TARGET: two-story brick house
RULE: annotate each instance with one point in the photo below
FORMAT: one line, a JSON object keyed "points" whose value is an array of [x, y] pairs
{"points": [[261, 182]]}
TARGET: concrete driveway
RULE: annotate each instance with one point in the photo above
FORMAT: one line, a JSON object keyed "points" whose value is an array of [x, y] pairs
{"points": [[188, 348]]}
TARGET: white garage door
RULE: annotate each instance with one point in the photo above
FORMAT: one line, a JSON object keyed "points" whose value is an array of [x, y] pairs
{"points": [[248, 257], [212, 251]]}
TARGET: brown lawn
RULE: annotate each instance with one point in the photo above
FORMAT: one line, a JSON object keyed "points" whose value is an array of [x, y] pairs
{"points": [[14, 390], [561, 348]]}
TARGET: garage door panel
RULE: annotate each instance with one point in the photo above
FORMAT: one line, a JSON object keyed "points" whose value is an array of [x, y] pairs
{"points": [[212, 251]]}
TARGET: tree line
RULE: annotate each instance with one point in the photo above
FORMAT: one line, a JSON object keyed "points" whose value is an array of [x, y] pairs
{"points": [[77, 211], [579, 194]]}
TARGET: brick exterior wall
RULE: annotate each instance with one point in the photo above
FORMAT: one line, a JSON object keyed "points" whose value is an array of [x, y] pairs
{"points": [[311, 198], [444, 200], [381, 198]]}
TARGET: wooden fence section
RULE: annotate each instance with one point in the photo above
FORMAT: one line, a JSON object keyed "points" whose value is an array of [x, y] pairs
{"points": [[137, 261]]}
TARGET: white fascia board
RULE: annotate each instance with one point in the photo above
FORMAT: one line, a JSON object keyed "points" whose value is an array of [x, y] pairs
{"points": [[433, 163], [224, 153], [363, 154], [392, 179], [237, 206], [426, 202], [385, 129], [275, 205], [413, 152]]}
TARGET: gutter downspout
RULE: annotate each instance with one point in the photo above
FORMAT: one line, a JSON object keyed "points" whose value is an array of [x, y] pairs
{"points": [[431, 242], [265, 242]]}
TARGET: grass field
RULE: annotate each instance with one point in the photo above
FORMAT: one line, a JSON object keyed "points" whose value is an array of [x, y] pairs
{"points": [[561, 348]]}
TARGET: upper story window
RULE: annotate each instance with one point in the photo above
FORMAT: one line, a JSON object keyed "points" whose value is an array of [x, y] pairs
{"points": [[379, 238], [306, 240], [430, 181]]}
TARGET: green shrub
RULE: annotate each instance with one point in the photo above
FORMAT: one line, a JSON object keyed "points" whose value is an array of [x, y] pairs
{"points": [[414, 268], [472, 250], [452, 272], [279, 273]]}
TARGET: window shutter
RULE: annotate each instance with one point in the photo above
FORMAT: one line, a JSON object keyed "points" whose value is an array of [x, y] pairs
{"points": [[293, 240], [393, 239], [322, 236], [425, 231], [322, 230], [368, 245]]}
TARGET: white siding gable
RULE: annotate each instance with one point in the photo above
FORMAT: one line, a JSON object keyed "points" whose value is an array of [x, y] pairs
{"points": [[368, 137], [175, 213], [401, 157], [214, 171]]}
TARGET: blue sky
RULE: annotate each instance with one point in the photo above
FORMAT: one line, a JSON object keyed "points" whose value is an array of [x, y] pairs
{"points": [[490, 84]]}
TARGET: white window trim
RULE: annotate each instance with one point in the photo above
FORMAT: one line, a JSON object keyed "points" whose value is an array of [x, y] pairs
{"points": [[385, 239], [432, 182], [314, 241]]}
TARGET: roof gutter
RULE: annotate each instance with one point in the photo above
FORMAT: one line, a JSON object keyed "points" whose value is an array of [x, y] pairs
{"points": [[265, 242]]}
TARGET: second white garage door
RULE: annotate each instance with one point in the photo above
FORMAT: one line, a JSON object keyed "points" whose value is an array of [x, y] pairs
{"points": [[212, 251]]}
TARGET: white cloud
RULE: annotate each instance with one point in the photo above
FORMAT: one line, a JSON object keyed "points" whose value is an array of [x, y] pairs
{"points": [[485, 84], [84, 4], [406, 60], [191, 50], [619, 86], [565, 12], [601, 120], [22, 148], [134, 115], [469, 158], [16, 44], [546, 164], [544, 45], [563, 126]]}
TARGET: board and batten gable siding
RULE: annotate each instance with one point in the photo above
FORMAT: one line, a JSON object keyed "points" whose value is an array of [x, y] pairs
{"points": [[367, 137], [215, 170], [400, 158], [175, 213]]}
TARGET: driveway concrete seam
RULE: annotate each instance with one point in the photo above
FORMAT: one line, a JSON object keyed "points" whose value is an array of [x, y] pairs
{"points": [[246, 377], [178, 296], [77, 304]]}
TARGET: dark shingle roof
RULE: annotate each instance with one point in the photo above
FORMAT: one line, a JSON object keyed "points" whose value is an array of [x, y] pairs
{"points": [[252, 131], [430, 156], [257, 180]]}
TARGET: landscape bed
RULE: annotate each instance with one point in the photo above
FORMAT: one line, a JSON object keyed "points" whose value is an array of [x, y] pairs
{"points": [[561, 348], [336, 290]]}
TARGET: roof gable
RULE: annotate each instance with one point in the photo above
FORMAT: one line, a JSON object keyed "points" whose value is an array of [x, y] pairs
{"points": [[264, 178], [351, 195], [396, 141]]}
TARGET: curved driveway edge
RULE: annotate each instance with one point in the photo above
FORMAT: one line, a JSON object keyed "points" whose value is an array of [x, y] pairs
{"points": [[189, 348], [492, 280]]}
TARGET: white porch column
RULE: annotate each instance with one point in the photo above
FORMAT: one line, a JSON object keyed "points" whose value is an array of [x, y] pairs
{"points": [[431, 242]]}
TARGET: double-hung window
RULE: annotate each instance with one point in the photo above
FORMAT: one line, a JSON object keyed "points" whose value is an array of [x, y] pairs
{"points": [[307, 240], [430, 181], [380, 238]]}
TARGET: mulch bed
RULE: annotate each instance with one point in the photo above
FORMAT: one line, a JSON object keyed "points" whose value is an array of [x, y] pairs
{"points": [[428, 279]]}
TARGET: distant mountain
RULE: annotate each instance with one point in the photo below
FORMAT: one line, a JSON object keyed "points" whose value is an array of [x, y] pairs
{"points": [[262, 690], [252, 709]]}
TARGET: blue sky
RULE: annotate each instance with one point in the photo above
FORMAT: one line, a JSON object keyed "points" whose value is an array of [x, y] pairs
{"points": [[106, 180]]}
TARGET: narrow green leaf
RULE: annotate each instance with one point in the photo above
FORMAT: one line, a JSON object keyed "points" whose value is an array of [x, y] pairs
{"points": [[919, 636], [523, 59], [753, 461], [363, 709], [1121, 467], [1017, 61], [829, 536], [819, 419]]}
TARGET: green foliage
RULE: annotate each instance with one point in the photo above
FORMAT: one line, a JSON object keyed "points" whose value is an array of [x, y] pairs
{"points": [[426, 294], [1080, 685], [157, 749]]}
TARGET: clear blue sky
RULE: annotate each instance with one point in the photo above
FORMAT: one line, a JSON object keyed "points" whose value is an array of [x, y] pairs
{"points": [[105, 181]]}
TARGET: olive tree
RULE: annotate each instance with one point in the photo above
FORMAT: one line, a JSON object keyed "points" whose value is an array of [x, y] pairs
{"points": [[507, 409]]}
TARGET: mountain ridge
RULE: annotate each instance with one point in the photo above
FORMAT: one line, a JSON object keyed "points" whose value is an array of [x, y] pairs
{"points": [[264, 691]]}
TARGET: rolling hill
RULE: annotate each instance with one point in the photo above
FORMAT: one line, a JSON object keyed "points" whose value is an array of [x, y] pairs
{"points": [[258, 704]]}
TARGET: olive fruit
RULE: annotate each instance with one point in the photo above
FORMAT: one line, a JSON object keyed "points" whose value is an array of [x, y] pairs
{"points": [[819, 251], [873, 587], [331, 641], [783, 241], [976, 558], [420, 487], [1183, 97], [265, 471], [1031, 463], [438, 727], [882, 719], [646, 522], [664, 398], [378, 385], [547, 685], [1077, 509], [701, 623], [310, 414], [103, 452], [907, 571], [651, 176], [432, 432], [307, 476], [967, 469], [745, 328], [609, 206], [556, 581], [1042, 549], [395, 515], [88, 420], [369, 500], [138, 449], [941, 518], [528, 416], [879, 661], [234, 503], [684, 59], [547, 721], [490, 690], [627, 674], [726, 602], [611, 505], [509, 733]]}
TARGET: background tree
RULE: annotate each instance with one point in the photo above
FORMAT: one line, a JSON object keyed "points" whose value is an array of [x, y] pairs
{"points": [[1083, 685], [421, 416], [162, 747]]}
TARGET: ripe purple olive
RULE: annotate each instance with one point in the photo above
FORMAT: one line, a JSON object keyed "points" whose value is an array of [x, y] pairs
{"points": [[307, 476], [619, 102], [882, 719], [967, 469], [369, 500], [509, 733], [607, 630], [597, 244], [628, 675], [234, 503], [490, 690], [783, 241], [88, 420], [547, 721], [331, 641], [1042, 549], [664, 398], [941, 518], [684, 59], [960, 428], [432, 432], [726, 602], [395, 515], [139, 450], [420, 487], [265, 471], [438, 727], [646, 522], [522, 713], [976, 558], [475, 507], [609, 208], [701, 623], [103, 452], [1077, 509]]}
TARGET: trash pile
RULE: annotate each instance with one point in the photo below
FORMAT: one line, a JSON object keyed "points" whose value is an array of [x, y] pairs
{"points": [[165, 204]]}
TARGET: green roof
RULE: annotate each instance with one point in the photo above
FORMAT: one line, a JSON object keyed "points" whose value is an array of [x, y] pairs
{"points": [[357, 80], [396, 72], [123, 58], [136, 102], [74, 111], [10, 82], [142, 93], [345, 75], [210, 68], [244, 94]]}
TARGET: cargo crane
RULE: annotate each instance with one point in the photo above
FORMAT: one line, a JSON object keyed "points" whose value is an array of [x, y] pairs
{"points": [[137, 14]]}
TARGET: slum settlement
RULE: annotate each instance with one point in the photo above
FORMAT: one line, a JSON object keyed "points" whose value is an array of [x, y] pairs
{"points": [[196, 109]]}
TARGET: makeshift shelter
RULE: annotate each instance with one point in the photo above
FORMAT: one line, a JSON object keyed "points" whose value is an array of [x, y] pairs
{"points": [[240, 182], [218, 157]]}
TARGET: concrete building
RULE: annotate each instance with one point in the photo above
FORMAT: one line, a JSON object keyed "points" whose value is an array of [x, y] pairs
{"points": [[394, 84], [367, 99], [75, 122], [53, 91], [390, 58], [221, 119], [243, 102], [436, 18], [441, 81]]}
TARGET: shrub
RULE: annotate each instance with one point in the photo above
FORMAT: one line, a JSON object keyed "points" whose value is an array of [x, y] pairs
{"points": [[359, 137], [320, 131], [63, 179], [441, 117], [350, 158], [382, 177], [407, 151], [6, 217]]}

## Assignment
An exact copy of the data is needed, running from its first line through the line that holds "TARGET: brown lawn", and nothing beyond that.

## Answer
TARGET: two-story brick house
RULE: annotate each instance with one point in the photo below
FORMAT: one line, a JSON object keyed "points" whose value is an array of [x, y] pairs
{"points": [[261, 182]]}
TARGET: concrete driveway
RULE: annotate each instance with one point in the photo above
FORMAT: one line, a JSON object keyed "points" whose value is an array of [x, y] pairs
{"points": [[188, 348]]}
TARGET: white garage door
RULE: annotate each instance with one point in the photo above
FORMAT: one line, a JSON object keyed "points" whose value is an array of [x, y] pairs
{"points": [[248, 257], [212, 251]]}
TARGET: brown lawn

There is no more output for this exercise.